● **Objective**:
Render the rows below as a Markdown table with the columns "No." and "Line", giving each nonblank line its own numbered entry and leaving the pictures out.
START Given entries
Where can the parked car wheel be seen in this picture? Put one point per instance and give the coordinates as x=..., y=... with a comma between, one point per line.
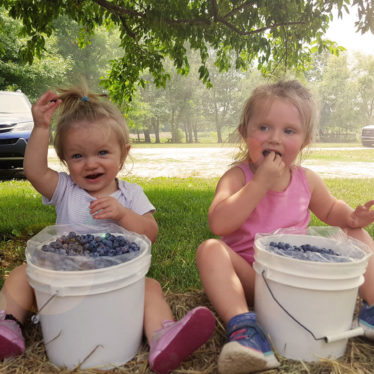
x=16, y=123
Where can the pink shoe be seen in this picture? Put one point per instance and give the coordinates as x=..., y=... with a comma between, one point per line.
x=11, y=338
x=177, y=340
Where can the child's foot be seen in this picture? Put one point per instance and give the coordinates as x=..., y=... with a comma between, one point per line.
x=366, y=319
x=177, y=340
x=248, y=349
x=11, y=339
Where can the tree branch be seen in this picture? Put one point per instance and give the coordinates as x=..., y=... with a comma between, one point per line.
x=118, y=9
x=237, y=9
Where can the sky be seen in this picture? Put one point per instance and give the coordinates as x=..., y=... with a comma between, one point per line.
x=344, y=33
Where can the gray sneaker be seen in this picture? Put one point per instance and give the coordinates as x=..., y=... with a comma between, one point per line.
x=12, y=342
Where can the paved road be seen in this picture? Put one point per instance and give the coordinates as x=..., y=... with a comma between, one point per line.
x=213, y=162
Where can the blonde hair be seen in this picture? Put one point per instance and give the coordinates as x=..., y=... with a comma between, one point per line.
x=78, y=104
x=292, y=91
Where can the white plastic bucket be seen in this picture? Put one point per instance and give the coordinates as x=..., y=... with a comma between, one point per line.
x=91, y=318
x=305, y=307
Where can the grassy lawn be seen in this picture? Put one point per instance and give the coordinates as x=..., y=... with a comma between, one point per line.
x=182, y=206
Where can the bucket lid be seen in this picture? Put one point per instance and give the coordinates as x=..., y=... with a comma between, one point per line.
x=328, y=270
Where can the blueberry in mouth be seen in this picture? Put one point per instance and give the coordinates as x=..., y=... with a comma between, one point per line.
x=93, y=176
x=266, y=152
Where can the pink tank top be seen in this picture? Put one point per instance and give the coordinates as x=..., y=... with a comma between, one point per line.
x=289, y=208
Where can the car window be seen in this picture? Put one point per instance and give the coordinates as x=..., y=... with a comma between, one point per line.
x=14, y=104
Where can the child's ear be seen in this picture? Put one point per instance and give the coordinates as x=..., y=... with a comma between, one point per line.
x=125, y=154
x=242, y=130
x=306, y=142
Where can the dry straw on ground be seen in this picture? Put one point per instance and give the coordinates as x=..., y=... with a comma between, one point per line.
x=359, y=357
END Given entries
● **Solved exercise**:
| No. | Line |
|---|---|
| 1 | Where can the parked car wheel be seen in this picture? Put one point per instance and give the coordinates as x=..., y=... with a comma between, one point per line. |
| 2 | x=16, y=123 |
| 3 | Where can the pink shoe be seen in this picture? Put one point per instance and give the coordinates as x=..., y=... with a comma between, one point per line. |
| 4 | x=11, y=338 |
| 5 | x=177, y=340 |
| 6 | Where can the child's foot be seen in this picture? Put one point per instance and give the coordinates as x=..., y=... with a comma between, one point per line. |
| 7 | x=366, y=319 |
| 8 | x=177, y=340 |
| 9 | x=248, y=349 |
| 10 | x=11, y=339 |
| 11 | Where can the tree branch be seen in this picture? Put one point per instance and give the coordinates as x=..., y=... with a comma between, one point per line. |
| 12 | x=118, y=9 |
| 13 | x=237, y=9 |
| 14 | Where can the sky be seen in this picture? Put one point per instance and give the coordinates as x=..., y=... with a comma between, one point per line. |
| 15 | x=344, y=33 |
| 16 | Where can the gray sneaker be seen in this picture? Put one point per instance and give the coordinates as x=..., y=... with a comma between, one point per line. |
| 17 | x=12, y=342 |
| 18 | Where can the paved road be seen in this picture? Put one point per instance and give the coordinates as x=..., y=... with a comma between, one point per line. |
| 19 | x=213, y=162 |
| 20 | Where can the blonde hair be seen in this picture? Put one point per instance and give the coordinates as x=..., y=... with a comma between, one point per line. |
| 21 | x=78, y=104 |
| 22 | x=292, y=91 |
| 23 | Where can the white plastic bucket be seen in this picture? Put one point per instance and give the coordinates as x=..., y=... with a comma between, one point per line. |
| 24 | x=91, y=318 |
| 25 | x=305, y=307 |
| 26 | Where can the grassy lawn be seen in this picture? Put one point per instance and give the coordinates as x=..., y=... with a comma between, one point per line. |
| 27 | x=182, y=206 |
| 28 | Where can the bucket lid be seen in this picture? Put one point per instance and give the coordinates as x=..., y=... with a comma between, one point per line. |
| 29 | x=328, y=270 |
| 30 | Where can the blueberry in mouth be seen in this picture? Put one point per instance and give the coordinates as x=..., y=... with a comma between, one point per line. |
| 31 | x=93, y=176 |
| 32 | x=266, y=152 |
| 33 | Where can the pink tank top be seen in this picture? Put one point per instance and give the coordinates as x=..., y=... with a comma between, one point per line. |
| 34 | x=289, y=208 |
| 35 | Where can the car window be seen in this picture? Put one point per instance and give the coordinates as x=..., y=... with a comma between, one point per line. |
| 36 | x=14, y=104 |
| 37 | Where can the child's ear be seen in this picture? Put one point per instance and give the coordinates as x=..., y=... with a comma between, one point per line. |
| 38 | x=125, y=154 |
| 39 | x=242, y=130 |
| 40 | x=306, y=142 |
| 41 | Where can the dry straw on ground be seen in this picture? Put one point per instance and give the coordinates as x=..., y=... with a comma between, one point per line. |
| 42 | x=359, y=357 |